### Exercise prompt
Pull out every line of the entries below word for word, leaving out the pictures.

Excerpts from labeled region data
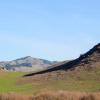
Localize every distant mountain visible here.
[25,43,100,77]
[0,56,56,72]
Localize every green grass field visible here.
[0,70,100,95]
[0,72,32,93]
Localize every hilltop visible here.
[0,56,55,72]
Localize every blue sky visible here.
[0,0,100,60]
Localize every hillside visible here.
[0,56,55,72]
[17,44,100,93]
[26,43,100,76]
[0,44,100,94]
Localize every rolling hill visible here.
[26,43,100,76]
[0,56,55,72]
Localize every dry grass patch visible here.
[0,91,100,100]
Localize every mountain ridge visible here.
[25,43,100,76]
[0,56,55,72]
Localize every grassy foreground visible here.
[0,72,32,93]
[0,70,100,95]
[0,91,100,100]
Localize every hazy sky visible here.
[0,0,100,60]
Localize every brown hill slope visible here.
[25,43,100,76]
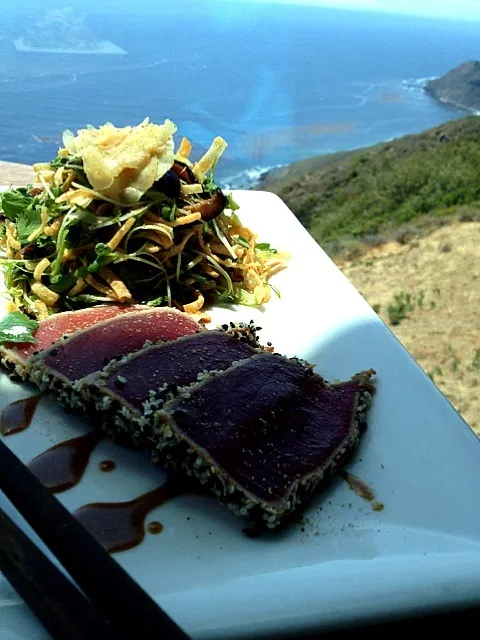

### Correct result
Localize every distant mountain visible here.
[25,43,100,77]
[0,56,56,72]
Localize every green grass field visible here.
[0,70,100,95]
[0,72,32,93]
Localize every hilltop visible here.
[0,56,55,72]
Localize every blue sky visible here.
[0,0,100,60]
Localize every hillside visible here.
[0,56,55,72]
[17,44,100,93]
[26,43,100,76]
[0,44,100,94]
Localize every rolling hill visible here.
[26,43,100,76]
[0,56,55,72]
Localize every dry grass patch visible here.
[0,91,100,100]
Localize every mountain ridge visible here.
[25,43,100,76]
[0,56,55,72]
Localize every grassy foreground visible here.
[0,72,32,93]
[0,70,100,95]
[0,91,100,100]
Localize every hazy sky visible here.
[0,0,100,60]
Localize every brown hill slope visible here.
[25,43,100,76]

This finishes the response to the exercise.